[Saved data entries]
******************************

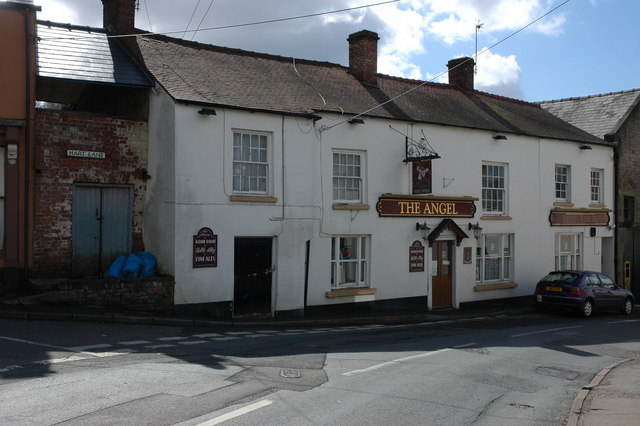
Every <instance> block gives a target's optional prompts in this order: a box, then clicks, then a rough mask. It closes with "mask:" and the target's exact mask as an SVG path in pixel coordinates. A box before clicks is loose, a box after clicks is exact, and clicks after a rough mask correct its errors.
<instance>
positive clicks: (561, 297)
mask: <svg viewBox="0 0 640 426" xmlns="http://www.w3.org/2000/svg"><path fill="white" fill-rule="evenodd" d="M534 298H535V299H534V300H535V305H536V310H543V309H545V308H564V309H571V310H575V311H577V312H579V313H580V314H581V315H582V316H584V317H590V316H591V315H592V314H593V312H594V310H615V311H620V312H622V313H623V314H625V315H629V314H630V313H631V312H632V311H633V306H634V303H635V302H634V300H633V294H632V293H631V292H630V291H629V290H626V289H624V288H622V287H620V286H619V285H617V284H616V283H615V281H613V280H612V279H611V278H609V277H608V276H607V275H605V274H603V273H600V272H592V271H553V272H550V273H549V274H547V276H545V277H544V278H543V279H541V280H540V281H539V282H538V284H537V285H536V292H535V294H534Z"/></svg>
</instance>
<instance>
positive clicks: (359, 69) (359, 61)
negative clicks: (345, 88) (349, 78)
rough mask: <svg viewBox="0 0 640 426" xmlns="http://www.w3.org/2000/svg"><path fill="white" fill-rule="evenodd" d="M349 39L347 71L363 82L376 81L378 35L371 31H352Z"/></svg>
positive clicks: (377, 66)
mask: <svg viewBox="0 0 640 426" xmlns="http://www.w3.org/2000/svg"><path fill="white" fill-rule="evenodd" d="M347 40H348V41H349V71H350V72H351V74H353V76H354V77H356V78H357V79H358V80H360V81H362V82H363V83H367V84H372V85H376V84H377V83H378V77H377V75H378V40H380V37H378V34H377V33H374V32H373V31H367V30H362V31H358V32H357V33H353V34H351V35H350V36H349V38H348V39H347Z"/></svg>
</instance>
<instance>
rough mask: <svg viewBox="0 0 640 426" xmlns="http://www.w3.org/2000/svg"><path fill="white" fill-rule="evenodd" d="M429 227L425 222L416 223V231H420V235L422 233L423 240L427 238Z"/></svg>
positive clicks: (428, 225) (427, 235)
mask: <svg viewBox="0 0 640 426" xmlns="http://www.w3.org/2000/svg"><path fill="white" fill-rule="evenodd" d="M430 229H431V228H429V225H427V222H425V223H416V231H420V235H422V239H423V240H425V241H426V240H427V238H429V230H430Z"/></svg>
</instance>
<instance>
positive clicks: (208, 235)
mask: <svg viewBox="0 0 640 426" xmlns="http://www.w3.org/2000/svg"><path fill="white" fill-rule="evenodd" d="M217 266H218V236H217V235H215V234H214V233H213V231H212V230H211V228H207V227H205V228H201V229H200V230H199V231H198V233H197V234H196V235H194V236H193V267H194V268H216V267H217Z"/></svg>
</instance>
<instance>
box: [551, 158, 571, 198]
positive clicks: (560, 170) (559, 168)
mask: <svg viewBox="0 0 640 426" xmlns="http://www.w3.org/2000/svg"><path fill="white" fill-rule="evenodd" d="M570 171H571V168H570V167H569V166H566V165H562V164H556V173H555V183H556V200H559V201H569V199H570V198H569V197H570V196H571V193H570V184H571V182H570V179H571V175H570Z"/></svg>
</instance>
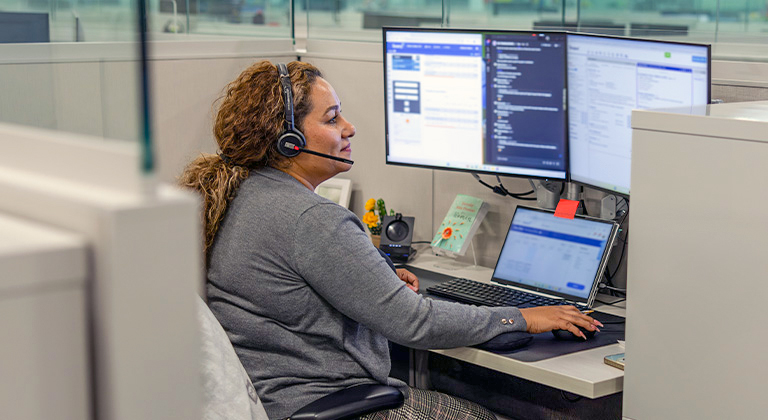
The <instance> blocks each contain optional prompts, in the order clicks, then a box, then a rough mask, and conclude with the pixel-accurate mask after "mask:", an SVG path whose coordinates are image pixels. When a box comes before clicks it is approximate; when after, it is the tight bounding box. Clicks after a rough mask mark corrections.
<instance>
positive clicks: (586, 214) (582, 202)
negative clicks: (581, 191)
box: [579, 198, 589, 216]
mask: <svg viewBox="0 0 768 420" xmlns="http://www.w3.org/2000/svg"><path fill="white" fill-rule="evenodd" d="M579 205H580V206H581V208H582V209H583V210H584V215H585V216H589V213H587V203H586V202H585V201H584V199H583V198H582V199H581V200H579Z"/></svg>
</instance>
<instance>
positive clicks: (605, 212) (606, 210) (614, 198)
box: [600, 194, 616, 220]
mask: <svg viewBox="0 0 768 420" xmlns="http://www.w3.org/2000/svg"><path fill="white" fill-rule="evenodd" d="M600 218H601V219H606V220H613V219H615V218H616V196H615V195H610V194H609V195H606V196H605V197H603V198H602V199H601V200H600Z"/></svg>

******************************

The task: Substitute "foreground clicks" for every occurrence of "positive clicks" and output all of the lines above with nothing else altered, leaving out the pictures.

Written answer:
Every <instance> block gives a target's optional prompts in this order: a box, then clicks, then a rough mask. It closes with "mask:" and the target's exact mask as an SVG path in pixel coordinates. A box before clicks is loose, a box after clicks is exact, and clicks after a rough mask correct its errors.
<instance>
foreground clicks: (561, 297)
mask: <svg viewBox="0 0 640 426" xmlns="http://www.w3.org/2000/svg"><path fill="white" fill-rule="evenodd" d="M534 298H535V299H534V300H535V305H536V310H543V309H545V308H564V309H571V310H575V311H577V312H579V313H580V314H581V315H582V316H584V317H590V316H591V315H592V314H593V312H594V310H615V311H620V312H622V313H623V314H625V315H629V314H630V313H631V312H632V311H633V306H634V303H635V302H634V300H633V294H632V293H631V292H630V291H629V290H626V289H624V288H622V287H620V286H619V285H617V284H616V283H615V281H613V280H612V279H611V278H609V277H608V276H607V275H605V274H603V273H600V272H592V271H553V272H550V273H549V274H547V276H545V277H544V278H543V279H541V280H540V281H539V282H538V284H537V285H536V292H535V294H534Z"/></svg>
</instance>
<instance>
foreground clicks: (359, 69) (359, 61)
negative clicks: (345, 88) (349, 78)
rough mask: <svg viewBox="0 0 640 426" xmlns="http://www.w3.org/2000/svg"><path fill="white" fill-rule="evenodd" d="M349 39L347 71L363 82L376 81L378 35L371 31H352Z"/></svg>
foreground clicks: (377, 66)
mask: <svg viewBox="0 0 640 426" xmlns="http://www.w3.org/2000/svg"><path fill="white" fill-rule="evenodd" d="M347 40H348V41H349V71H350V72H351V74H353V76H354V77H356V78H357V79H358V80H360V81H362V82H363V83H367V84H372V85H376V84H377V83H378V77H377V75H378V40H380V37H378V34H377V33H374V32H373V31H367V30H362V31H358V32H357V33H353V34H351V35H350V36H349V38H348V39H347Z"/></svg>
</instance>
<instance>
rough mask: <svg viewBox="0 0 640 426" xmlns="http://www.w3.org/2000/svg"><path fill="white" fill-rule="evenodd" d="M429 227L425 222L416 223V231H420V235L422 233L423 240L427 238Z"/></svg>
foreground clicks: (428, 225) (427, 235)
mask: <svg viewBox="0 0 640 426" xmlns="http://www.w3.org/2000/svg"><path fill="white" fill-rule="evenodd" d="M430 229H431V228H429V225H427V222H425V223H416V231H420V235H422V239H423V240H425V241H426V240H427V238H429V230H430Z"/></svg>
</instance>
<instance>
foreground clicks: (208, 235)
mask: <svg viewBox="0 0 640 426" xmlns="http://www.w3.org/2000/svg"><path fill="white" fill-rule="evenodd" d="M217 266H218V236H217V235H215V234H214V233H213V231H212V230H211V228H207V227H205V228H201V229H200V230H199V231H198V233H197V234H196V235H194V236H193V267H194V268H216V267H217Z"/></svg>
</instance>
<instance>
box: [551, 158, 571, 198]
foreground clicks: (560, 170) (559, 168)
mask: <svg viewBox="0 0 640 426" xmlns="http://www.w3.org/2000/svg"><path fill="white" fill-rule="evenodd" d="M570 171H571V168H570V167H569V166H566V165H562V164H556V173H555V183H556V200H559V201H569V199H570V198H569V197H570V196H571V193H570V184H571V182H570V179H571V175H570Z"/></svg>
</instance>
The <instance> blocks each contain optional prompts, in the order clicks, then a box, then a rough mask, and conclude with the pixel-accurate mask after "mask:", an SVG path whose coordinates are image pixels. When a box comes before clicks it is approximate; when after, it is the tight bounding box. Clicks after a rough mask mark corrections.
<instance>
foreground clicks: (586, 214) (582, 202)
negative clicks: (581, 191)
box: [579, 198, 589, 216]
mask: <svg viewBox="0 0 768 420" xmlns="http://www.w3.org/2000/svg"><path fill="white" fill-rule="evenodd" d="M579 205H580V206H581V208H582V209H583V210H584V215H585V216H589V213H587V203H586V202H585V201H584V199H583V198H582V199H581V200H579Z"/></svg>
</instance>
<instance>
foreground clicks: (605, 212) (606, 210) (614, 198)
box: [600, 194, 616, 220]
mask: <svg viewBox="0 0 768 420" xmlns="http://www.w3.org/2000/svg"><path fill="white" fill-rule="evenodd" d="M600 218H601V219H606V220H613V219H615V218H616V196H615V195H610V194H609V195H606V196H605V197H603V198H602V199H601V200H600Z"/></svg>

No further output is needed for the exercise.